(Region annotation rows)
▬▬▬▬▬▬▬▬▬▬

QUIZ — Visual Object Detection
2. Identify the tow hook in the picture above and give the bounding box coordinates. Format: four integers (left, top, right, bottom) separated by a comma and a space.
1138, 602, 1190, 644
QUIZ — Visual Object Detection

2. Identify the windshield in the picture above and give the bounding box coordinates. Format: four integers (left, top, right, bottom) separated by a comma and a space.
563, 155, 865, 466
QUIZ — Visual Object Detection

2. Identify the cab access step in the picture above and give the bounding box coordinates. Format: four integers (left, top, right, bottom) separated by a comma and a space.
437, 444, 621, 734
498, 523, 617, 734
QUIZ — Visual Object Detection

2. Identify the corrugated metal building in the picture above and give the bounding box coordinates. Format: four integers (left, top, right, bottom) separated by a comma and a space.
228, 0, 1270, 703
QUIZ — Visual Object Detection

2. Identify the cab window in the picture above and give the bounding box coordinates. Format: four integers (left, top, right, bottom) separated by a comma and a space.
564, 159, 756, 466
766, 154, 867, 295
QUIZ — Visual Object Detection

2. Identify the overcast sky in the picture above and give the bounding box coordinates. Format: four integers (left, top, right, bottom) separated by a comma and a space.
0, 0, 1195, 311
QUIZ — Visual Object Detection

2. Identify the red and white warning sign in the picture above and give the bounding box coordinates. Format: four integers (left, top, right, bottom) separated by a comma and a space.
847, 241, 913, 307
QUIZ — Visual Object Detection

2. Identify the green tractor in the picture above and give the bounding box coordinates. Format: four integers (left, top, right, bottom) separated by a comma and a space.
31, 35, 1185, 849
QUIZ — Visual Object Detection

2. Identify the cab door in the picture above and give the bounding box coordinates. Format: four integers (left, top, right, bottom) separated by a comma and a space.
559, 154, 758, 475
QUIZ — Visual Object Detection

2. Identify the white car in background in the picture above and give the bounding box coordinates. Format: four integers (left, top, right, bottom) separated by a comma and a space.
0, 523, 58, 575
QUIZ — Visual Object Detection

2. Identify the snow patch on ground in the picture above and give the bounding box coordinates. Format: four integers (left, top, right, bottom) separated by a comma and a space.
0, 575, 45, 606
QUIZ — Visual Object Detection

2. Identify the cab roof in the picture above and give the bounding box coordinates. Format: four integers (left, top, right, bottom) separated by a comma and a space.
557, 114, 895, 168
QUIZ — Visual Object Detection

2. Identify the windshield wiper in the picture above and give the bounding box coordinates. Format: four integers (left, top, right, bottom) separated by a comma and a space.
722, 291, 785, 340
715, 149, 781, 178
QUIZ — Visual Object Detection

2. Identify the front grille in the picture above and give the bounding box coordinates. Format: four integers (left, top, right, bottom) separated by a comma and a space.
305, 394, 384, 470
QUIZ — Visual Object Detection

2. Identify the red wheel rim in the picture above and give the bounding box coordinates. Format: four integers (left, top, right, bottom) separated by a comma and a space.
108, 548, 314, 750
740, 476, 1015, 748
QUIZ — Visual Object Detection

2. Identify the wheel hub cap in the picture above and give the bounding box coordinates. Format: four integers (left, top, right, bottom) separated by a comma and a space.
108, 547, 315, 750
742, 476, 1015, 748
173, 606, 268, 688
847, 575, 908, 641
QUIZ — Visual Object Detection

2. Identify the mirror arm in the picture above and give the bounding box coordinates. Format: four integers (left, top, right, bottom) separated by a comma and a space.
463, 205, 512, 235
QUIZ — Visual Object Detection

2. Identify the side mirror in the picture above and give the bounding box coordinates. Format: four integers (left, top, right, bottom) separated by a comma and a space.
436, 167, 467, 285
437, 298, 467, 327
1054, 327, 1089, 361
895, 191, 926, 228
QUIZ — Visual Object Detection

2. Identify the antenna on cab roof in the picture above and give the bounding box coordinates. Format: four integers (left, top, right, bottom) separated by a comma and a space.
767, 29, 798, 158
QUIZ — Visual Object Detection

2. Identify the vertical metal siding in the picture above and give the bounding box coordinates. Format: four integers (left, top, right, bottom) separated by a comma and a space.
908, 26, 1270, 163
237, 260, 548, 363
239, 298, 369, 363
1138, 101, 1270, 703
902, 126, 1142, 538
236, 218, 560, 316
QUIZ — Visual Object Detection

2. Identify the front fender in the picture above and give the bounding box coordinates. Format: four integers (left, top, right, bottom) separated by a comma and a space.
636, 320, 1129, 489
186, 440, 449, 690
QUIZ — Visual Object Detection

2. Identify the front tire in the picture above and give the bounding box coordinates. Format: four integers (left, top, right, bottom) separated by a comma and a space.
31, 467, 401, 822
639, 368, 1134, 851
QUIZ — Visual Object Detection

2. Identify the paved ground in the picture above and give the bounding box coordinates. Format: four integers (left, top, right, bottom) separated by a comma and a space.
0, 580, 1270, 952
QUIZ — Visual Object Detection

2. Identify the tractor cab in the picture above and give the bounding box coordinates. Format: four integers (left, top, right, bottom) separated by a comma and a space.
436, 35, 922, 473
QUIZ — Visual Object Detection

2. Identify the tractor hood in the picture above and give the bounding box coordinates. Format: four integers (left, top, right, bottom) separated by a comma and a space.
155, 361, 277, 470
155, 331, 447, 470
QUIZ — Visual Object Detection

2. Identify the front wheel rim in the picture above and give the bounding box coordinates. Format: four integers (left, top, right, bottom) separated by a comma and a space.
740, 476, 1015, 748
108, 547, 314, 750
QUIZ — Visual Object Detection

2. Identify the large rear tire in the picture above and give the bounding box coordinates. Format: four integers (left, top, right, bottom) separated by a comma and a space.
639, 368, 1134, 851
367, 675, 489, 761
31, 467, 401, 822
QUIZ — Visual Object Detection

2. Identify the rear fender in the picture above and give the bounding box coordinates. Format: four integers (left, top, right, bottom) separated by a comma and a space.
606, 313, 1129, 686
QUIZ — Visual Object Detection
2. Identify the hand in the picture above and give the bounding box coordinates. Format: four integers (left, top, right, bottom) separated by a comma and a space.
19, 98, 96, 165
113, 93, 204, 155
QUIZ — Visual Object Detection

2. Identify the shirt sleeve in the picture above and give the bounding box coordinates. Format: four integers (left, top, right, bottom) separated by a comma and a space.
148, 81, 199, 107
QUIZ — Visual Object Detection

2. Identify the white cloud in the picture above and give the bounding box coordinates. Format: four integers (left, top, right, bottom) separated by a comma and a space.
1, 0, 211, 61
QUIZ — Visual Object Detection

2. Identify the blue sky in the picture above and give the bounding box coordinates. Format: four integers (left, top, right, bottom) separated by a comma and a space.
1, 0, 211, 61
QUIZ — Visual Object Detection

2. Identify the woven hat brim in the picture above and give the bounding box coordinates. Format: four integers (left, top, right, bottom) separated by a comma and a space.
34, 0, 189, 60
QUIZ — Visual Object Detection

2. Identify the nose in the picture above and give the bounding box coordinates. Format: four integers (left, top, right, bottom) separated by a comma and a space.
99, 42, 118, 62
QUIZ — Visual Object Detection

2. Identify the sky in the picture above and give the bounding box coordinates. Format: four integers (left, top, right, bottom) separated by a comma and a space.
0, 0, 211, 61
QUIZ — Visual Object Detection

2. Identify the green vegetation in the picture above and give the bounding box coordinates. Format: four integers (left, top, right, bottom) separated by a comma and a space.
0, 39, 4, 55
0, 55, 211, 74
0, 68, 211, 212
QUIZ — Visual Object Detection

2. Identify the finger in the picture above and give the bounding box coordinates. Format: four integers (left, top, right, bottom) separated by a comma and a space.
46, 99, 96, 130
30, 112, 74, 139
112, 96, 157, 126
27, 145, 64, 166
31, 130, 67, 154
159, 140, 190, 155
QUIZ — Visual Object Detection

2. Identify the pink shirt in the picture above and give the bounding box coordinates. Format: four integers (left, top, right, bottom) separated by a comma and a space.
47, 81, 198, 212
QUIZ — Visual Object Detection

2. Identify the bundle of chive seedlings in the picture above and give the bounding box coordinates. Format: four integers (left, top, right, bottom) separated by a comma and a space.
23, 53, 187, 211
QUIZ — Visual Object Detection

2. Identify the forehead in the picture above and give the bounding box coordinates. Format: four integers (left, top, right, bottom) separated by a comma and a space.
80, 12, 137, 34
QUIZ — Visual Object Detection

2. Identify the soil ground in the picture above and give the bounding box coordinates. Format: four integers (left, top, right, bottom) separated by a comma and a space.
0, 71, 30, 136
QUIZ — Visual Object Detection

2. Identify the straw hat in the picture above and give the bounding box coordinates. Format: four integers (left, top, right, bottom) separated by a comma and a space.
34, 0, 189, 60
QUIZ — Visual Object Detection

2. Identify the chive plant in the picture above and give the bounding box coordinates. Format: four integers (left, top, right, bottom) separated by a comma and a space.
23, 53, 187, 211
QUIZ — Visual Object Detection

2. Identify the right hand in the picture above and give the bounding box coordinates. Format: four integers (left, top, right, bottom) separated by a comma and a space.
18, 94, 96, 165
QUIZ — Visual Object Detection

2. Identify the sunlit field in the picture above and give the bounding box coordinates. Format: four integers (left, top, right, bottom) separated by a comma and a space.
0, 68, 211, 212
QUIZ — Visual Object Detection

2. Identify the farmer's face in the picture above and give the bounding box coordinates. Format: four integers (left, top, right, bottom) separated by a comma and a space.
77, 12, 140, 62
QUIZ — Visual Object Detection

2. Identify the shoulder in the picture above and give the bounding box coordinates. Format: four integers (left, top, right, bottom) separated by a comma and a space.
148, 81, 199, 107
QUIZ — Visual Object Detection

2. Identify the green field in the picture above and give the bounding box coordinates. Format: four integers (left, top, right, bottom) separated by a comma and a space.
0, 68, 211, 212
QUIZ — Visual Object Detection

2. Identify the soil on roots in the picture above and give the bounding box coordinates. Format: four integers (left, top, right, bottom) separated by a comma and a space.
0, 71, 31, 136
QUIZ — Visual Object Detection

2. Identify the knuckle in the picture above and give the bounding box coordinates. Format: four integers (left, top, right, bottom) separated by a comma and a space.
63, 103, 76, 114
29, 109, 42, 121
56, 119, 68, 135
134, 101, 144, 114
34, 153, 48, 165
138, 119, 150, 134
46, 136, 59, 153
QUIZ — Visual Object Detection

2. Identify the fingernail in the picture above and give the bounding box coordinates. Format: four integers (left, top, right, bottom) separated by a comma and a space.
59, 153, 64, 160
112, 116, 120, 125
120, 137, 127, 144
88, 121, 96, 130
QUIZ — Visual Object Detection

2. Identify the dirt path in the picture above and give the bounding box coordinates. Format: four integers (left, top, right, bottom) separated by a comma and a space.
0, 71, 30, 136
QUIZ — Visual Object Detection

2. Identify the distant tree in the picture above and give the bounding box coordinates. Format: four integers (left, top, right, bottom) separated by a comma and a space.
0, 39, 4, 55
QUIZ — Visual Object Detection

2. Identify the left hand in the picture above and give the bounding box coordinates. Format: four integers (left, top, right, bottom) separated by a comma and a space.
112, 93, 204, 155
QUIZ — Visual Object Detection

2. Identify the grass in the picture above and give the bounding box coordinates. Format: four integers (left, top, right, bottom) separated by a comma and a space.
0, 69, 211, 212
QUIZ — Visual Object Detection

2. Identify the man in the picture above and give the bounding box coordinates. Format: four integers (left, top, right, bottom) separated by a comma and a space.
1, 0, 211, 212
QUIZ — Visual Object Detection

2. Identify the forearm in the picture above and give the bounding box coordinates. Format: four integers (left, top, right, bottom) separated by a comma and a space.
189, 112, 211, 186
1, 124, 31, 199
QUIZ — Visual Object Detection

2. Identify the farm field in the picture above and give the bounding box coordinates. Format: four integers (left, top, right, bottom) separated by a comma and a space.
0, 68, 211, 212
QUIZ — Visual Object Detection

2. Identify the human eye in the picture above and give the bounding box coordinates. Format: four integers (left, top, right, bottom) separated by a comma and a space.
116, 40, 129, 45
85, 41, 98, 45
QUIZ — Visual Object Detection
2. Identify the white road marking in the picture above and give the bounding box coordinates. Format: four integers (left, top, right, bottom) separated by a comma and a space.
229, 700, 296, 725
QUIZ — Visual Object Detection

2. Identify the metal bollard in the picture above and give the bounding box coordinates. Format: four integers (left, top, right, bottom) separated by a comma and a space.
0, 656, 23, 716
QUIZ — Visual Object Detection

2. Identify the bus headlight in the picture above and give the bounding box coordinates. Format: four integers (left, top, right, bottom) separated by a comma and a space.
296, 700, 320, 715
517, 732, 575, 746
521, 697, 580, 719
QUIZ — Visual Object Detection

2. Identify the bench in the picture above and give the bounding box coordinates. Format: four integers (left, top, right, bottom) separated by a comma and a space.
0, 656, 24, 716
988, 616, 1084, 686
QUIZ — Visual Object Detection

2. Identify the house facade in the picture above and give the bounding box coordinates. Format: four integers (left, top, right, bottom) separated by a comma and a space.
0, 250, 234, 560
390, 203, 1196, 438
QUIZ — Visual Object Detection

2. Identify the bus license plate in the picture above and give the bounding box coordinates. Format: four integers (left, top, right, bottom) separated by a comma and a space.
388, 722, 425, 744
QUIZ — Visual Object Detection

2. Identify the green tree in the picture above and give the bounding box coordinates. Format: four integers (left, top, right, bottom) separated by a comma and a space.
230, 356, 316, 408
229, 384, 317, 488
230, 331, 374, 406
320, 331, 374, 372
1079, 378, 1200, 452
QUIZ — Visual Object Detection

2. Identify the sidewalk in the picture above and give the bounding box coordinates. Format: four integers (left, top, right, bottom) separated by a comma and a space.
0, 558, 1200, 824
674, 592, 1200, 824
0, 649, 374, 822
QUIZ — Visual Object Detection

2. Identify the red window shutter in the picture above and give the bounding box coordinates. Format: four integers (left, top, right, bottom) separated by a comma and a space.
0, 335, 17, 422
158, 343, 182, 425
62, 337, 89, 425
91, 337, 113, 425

▬▬▬▬▬▬▬▬▬▬

DESCRIPTION OF THE TASK:
Duplicate the rows from the first line through the line containing "766, 154, 867, 295", with both ends included.

WRITTEN ANSWER:
QUIZ — Visual Object Detection
2. Identify the tow hook in the picture above and give the bounding box coordinates. Format: four integers (left, top, right, bottom) separated by a comma and a space.
1138, 602, 1190, 644
QUIZ — Visual Object Detection

2. Identify the windshield in the picture above and give the bounding box coordinates. Format: four integers (left, top, right, bottom) separated by a comma and a space.
563, 155, 865, 466
QUIZ — Visual Object Detection

2. Identify the cab access step in the picture above and give the bounding box coordinates. Format: four integers (left, top, right, bottom) separated by a comma and a space.
437, 444, 621, 734
498, 523, 617, 734
QUIZ — Visual Object Detection

2. Identify the corrugated metal building in the picture above and give the bounding box coordinates. Format: four integers (left, top, right, bottom) separated by a comma and a space.
228, 0, 1270, 703
QUIZ — Visual Object Detection

2. Identify the cab window in the picture above and give the bounding box coordinates. Format: four integers (left, top, right, bottom) separated by a comma and a space.
564, 159, 756, 466
766, 154, 867, 295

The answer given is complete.